[Task prompt] Copy out, exactly as given, every line from the line with "Kindly give the mask of every instance of the bracelet." to the end of the listing, both of those lines included.

[Record excerpts]
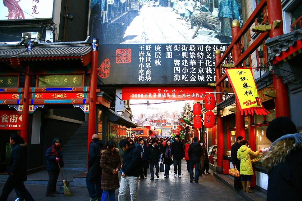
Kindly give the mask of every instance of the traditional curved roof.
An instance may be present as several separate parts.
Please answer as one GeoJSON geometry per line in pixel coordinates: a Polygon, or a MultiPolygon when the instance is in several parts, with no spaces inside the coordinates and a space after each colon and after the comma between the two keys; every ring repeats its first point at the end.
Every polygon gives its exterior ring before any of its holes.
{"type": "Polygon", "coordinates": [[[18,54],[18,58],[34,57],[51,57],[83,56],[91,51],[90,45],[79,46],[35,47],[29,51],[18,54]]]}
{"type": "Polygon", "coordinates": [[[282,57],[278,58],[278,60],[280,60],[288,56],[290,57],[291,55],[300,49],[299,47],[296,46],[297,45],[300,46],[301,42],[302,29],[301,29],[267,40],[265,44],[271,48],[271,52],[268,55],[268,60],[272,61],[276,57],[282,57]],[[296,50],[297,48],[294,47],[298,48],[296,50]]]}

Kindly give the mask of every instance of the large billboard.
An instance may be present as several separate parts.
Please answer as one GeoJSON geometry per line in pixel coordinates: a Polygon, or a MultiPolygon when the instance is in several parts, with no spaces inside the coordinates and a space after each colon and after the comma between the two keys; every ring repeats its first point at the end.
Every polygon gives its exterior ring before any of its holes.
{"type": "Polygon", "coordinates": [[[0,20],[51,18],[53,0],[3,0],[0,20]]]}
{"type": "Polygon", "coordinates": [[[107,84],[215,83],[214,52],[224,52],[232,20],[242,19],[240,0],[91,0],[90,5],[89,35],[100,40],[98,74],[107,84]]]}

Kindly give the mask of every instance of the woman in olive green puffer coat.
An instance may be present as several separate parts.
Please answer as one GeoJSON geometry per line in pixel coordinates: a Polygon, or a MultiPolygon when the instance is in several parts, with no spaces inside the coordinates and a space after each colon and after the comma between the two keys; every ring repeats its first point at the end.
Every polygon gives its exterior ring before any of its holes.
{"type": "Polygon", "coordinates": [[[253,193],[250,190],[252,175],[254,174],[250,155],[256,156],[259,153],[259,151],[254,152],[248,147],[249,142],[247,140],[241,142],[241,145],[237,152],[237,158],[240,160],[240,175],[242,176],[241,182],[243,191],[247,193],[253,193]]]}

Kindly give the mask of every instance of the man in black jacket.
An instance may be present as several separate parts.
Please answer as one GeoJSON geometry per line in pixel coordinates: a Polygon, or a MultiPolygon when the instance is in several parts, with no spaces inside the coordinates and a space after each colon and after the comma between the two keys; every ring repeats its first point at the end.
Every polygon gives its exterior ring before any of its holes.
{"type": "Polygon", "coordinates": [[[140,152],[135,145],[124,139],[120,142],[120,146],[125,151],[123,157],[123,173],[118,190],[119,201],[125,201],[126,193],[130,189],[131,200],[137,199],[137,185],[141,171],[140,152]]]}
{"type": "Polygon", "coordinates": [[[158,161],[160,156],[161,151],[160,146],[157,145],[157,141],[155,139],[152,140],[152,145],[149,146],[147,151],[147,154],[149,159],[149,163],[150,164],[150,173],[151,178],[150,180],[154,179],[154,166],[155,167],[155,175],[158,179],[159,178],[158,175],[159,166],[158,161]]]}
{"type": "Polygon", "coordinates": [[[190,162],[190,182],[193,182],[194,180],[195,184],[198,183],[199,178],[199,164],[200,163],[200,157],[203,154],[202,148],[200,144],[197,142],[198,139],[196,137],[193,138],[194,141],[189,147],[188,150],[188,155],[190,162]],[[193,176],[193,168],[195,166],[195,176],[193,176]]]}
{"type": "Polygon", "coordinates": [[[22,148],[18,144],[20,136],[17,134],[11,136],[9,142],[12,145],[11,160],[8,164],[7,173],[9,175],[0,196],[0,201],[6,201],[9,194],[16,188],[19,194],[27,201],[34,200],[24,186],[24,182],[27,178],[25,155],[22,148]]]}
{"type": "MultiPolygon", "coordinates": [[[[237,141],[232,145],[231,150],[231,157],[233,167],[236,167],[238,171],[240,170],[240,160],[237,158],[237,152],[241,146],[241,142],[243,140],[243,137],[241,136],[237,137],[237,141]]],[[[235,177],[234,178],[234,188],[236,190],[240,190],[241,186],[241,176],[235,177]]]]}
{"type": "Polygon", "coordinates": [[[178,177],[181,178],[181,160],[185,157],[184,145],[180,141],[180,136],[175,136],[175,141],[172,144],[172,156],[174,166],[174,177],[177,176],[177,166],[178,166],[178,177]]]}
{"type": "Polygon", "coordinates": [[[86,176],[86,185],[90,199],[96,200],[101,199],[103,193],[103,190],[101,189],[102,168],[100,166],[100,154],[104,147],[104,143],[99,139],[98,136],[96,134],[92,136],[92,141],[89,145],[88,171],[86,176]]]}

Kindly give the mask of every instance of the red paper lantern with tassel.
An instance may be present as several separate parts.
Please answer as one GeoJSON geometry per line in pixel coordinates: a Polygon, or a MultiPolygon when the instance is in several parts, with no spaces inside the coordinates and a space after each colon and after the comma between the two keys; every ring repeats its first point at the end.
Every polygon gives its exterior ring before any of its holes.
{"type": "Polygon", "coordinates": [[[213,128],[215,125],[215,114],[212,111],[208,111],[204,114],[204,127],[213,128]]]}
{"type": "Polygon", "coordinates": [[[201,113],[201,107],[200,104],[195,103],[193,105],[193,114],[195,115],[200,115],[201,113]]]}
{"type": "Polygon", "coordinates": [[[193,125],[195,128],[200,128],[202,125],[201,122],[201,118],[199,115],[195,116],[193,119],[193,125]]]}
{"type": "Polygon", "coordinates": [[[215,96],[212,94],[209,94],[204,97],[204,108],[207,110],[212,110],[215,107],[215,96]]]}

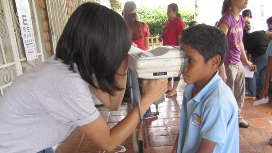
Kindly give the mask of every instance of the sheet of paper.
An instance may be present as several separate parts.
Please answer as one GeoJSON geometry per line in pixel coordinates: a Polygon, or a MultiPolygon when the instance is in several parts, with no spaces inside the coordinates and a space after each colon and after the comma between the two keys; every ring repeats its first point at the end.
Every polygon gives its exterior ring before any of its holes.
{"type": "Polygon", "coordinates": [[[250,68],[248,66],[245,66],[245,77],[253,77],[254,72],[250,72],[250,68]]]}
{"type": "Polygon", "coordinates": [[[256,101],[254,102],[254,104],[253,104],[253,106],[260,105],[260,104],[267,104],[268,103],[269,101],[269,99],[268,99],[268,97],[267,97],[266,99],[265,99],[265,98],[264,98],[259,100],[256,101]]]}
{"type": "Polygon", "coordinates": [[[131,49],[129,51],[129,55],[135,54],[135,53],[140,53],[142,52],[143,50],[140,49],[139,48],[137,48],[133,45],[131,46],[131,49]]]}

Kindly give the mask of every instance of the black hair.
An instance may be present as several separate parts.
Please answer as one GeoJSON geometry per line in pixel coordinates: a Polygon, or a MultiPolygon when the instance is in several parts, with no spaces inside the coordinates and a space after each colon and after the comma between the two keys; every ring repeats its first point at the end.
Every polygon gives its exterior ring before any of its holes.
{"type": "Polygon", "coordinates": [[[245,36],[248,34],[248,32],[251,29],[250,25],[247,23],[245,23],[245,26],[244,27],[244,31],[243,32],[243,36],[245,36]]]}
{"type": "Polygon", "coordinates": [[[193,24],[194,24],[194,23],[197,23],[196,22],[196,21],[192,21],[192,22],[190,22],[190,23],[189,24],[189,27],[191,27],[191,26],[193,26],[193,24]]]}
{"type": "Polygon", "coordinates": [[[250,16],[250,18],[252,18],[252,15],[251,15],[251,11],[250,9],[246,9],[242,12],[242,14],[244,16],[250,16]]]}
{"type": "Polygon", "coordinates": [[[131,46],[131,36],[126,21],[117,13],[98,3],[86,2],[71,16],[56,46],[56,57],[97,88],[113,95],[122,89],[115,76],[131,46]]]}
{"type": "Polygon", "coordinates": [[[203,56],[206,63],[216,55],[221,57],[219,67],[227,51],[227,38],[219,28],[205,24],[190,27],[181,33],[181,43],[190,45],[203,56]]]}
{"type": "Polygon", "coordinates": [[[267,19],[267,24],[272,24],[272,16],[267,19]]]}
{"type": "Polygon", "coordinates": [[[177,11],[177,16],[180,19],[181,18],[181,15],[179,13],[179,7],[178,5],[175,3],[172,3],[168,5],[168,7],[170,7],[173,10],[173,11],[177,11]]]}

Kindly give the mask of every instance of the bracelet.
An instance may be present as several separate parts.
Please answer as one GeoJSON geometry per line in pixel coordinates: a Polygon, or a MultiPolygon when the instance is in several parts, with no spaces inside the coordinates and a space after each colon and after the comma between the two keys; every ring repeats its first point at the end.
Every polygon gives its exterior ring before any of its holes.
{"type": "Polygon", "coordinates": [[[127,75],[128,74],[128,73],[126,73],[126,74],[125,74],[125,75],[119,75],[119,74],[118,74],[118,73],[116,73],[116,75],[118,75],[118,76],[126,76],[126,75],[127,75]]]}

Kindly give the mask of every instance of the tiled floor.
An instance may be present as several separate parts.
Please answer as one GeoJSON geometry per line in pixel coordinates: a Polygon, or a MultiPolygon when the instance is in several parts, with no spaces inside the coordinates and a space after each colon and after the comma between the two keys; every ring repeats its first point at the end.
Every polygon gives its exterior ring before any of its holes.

[Task response]
Kindly give the mask of every instance of the bracelet.
An instance may be present as several separate parts.
Please answer as one GeoJSON geometry per line in pixel coordinates: a Polygon, or a MultiPolygon when the instance is in several parts, with no spaces inside the coordinates and a space after each colon and after the comma between the two keys; every ring repeats its first point at the end.
Every polygon gives its exterior ring before any of its holes.
{"type": "Polygon", "coordinates": [[[127,75],[128,74],[128,73],[126,73],[126,74],[125,74],[125,75],[119,75],[119,74],[118,74],[118,73],[116,73],[116,75],[118,75],[118,76],[126,76],[126,75],[127,75]]]}

Kindly give the mask of every instance of the tiled floor.
An instance may be present as several separate parts.
Please answer as one GeoJSON geometry per line in pixel coordinates: a Polygon, or a MultiPolygon when the instance is in several parts, with no spaces inside the coordinates and a space after each colon and after the comma between the two keys; every ring repeats its first point at the end.
Every polygon gives its exterior ring before any of its holes.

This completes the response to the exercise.